▶ **Stored dataset items**:
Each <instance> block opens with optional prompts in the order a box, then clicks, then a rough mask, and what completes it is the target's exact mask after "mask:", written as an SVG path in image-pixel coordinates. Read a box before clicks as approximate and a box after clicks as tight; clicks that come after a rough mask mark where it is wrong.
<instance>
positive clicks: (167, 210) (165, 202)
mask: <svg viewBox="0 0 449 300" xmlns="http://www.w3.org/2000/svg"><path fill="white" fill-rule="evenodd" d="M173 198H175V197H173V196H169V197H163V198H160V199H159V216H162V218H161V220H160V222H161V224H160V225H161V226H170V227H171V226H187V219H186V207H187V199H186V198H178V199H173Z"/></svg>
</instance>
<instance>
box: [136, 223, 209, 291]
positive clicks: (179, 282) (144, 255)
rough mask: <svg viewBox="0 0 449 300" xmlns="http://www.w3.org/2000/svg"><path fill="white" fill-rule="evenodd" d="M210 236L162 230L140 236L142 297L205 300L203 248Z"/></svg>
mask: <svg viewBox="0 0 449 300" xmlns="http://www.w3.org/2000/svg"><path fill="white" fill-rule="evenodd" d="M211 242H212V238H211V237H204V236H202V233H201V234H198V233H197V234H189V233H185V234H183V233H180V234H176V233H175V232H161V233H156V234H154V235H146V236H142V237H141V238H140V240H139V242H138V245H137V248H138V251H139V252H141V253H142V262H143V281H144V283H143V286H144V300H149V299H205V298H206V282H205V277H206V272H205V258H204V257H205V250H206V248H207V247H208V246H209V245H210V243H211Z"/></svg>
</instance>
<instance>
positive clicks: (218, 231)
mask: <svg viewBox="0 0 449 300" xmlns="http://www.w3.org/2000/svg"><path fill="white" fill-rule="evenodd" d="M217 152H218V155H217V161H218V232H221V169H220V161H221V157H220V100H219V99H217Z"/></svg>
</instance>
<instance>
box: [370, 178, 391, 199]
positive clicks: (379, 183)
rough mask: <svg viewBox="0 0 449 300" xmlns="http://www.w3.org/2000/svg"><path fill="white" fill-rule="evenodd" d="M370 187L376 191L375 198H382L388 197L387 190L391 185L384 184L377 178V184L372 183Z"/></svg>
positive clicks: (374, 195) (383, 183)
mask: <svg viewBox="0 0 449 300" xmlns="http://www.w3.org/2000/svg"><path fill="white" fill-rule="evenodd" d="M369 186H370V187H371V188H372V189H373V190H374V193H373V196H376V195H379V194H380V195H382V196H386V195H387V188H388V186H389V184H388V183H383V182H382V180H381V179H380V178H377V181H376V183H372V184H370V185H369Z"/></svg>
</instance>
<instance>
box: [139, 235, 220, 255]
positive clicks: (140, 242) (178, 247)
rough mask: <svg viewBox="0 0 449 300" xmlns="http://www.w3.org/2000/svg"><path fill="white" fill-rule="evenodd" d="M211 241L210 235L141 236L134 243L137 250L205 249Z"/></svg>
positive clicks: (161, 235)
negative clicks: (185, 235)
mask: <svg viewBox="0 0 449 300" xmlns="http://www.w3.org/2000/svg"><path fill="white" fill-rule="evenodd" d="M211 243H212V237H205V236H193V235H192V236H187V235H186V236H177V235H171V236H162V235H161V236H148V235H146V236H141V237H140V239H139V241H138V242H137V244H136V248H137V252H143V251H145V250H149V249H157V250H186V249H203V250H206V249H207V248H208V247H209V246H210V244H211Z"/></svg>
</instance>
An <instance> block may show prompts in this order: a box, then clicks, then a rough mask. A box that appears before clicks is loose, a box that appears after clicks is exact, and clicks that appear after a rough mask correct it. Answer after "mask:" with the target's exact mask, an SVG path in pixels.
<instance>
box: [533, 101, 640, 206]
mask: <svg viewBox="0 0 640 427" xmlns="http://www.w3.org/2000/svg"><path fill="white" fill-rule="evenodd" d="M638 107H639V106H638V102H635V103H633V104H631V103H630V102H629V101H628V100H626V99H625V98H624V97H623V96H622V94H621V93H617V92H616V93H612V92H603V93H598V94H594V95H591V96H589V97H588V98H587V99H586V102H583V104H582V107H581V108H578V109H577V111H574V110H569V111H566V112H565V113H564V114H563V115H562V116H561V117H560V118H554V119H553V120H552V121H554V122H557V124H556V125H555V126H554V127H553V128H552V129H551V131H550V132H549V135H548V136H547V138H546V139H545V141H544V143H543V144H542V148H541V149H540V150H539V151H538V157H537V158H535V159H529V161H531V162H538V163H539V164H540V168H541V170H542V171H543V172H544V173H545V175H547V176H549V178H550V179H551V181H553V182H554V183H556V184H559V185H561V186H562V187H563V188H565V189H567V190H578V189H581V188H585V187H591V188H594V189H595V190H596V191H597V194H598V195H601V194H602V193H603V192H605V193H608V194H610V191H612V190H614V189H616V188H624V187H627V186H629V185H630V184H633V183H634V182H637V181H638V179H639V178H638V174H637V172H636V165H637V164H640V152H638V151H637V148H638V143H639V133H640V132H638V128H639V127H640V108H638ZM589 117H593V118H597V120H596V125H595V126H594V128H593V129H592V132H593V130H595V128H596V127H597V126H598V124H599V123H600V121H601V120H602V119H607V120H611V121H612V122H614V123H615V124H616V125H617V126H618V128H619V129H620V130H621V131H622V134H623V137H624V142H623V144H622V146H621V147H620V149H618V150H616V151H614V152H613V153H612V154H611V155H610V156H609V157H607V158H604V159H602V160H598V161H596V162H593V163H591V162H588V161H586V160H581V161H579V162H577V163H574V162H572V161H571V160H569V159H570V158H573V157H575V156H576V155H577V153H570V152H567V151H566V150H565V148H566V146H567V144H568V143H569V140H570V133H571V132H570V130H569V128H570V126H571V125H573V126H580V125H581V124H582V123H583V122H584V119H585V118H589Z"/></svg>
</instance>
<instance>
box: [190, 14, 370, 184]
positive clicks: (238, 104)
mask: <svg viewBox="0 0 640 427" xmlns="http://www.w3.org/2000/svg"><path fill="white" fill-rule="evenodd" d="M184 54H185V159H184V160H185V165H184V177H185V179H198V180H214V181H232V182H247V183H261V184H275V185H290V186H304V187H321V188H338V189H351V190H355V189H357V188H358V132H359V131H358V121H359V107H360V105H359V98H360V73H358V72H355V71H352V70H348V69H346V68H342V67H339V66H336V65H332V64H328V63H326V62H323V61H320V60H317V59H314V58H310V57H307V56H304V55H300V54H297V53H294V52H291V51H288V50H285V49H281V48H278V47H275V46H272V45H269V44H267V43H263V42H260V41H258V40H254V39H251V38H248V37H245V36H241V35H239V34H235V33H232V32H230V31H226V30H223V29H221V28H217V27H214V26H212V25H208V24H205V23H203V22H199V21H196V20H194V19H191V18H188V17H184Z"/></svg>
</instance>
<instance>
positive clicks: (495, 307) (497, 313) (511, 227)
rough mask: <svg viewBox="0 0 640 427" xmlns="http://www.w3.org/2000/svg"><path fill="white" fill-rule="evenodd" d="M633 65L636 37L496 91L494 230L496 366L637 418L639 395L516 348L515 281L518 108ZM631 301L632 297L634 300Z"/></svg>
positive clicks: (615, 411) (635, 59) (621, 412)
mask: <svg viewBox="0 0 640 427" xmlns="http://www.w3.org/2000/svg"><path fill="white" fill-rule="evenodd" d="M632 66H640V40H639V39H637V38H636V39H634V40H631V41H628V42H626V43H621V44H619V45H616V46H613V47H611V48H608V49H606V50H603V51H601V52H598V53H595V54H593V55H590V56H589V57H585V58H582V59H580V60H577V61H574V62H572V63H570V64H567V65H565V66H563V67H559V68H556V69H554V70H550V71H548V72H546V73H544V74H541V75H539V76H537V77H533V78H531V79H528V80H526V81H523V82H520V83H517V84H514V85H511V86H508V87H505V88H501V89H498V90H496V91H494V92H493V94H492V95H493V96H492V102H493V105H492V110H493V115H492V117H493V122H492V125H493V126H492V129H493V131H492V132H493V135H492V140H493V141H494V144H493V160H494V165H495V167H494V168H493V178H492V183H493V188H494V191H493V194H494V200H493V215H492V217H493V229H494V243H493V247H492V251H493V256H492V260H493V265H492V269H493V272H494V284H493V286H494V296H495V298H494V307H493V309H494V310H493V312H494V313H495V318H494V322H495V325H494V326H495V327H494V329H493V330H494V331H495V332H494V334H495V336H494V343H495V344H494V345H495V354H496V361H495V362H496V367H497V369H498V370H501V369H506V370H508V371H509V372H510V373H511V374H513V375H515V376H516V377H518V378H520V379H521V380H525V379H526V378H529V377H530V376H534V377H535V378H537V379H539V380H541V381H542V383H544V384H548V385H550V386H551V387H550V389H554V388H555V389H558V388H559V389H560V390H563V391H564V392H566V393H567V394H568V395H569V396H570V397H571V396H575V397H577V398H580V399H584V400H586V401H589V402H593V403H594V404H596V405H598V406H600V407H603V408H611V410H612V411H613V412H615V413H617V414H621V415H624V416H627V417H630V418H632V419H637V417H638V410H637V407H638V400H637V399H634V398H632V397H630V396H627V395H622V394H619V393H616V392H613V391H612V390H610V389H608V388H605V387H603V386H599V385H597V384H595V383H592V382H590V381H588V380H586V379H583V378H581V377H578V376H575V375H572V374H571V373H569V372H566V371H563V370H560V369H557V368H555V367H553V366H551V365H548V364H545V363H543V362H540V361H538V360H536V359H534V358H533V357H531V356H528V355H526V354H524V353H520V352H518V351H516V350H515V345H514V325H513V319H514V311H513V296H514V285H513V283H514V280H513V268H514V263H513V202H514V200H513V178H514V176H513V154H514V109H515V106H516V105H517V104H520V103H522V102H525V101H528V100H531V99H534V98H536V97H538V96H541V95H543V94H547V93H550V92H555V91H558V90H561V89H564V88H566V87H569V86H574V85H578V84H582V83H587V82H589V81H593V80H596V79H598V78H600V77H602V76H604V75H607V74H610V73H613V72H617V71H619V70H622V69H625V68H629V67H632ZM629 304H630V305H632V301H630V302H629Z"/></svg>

▶ **Task requirements**:
Nothing but the lines above from the one containing "positive clicks: (167, 210) (165, 202)" through the one containing "positive clicks: (179, 282) (144, 255)" should appear in the answer, each repeated exactly.

▶ **Completed exercise**:
positive clicks: (167, 210) (165, 202)
mask: <svg viewBox="0 0 449 300" xmlns="http://www.w3.org/2000/svg"><path fill="white" fill-rule="evenodd" d="M173 198H175V197H173V196H169V197H163V198H160V199H159V216H162V218H161V220H160V222H161V224H160V225H161V226H170V227H171V226H187V219H186V207H187V199H186V198H178V199H173Z"/></svg>
</instance>
<instance>
box: [136, 223, 209, 291]
positive clicks: (179, 282) (144, 255)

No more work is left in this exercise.